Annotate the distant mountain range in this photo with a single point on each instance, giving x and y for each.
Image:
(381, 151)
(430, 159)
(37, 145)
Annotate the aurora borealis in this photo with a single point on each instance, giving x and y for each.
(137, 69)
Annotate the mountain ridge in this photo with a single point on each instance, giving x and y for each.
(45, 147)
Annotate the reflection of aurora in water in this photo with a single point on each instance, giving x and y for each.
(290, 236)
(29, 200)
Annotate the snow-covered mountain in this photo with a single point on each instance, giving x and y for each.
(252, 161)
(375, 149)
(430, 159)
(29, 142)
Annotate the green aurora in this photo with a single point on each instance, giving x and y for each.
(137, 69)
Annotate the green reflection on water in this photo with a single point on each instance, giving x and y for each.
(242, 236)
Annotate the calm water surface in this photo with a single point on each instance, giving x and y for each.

**********

→ PROBLEM REQUIREMENTS: Copy out all of the rows above word for word.

→ EXPECTED ANSWER:
Annotate the distant mountain range in this photo with a single point on each instance, giving x and y for each.
Image:
(381, 151)
(430, 159)
(37, 145)
Annotate the aurora borealis in this photo with a single point on each instance, giving x and y for each.
(137, 69)
Annotate the mountain ridge in this photo with a single point on each instance, giving x and y for each.
(45, 147)
Annotate the reflection of aurora in water in this photo with a single point on each instance, giving x and y for each.
(290, 236)
(29, 200)
Annotate the snow-covered mountain in this photo with a single point on each instance, giving x and y for each.
(252, 161)
(375, 149)
(430, 159)
(29, 142)
Annotate the green aurora in this photo with a single point on each instance, giving x and y for each.
(137, 69)
Annotate the green reflection on water in this photo with a single point on each instance, giving x and y for each.
(242, 236)
Annotate the calm water surface in this photo with a single point on each instance, giving x and y for each.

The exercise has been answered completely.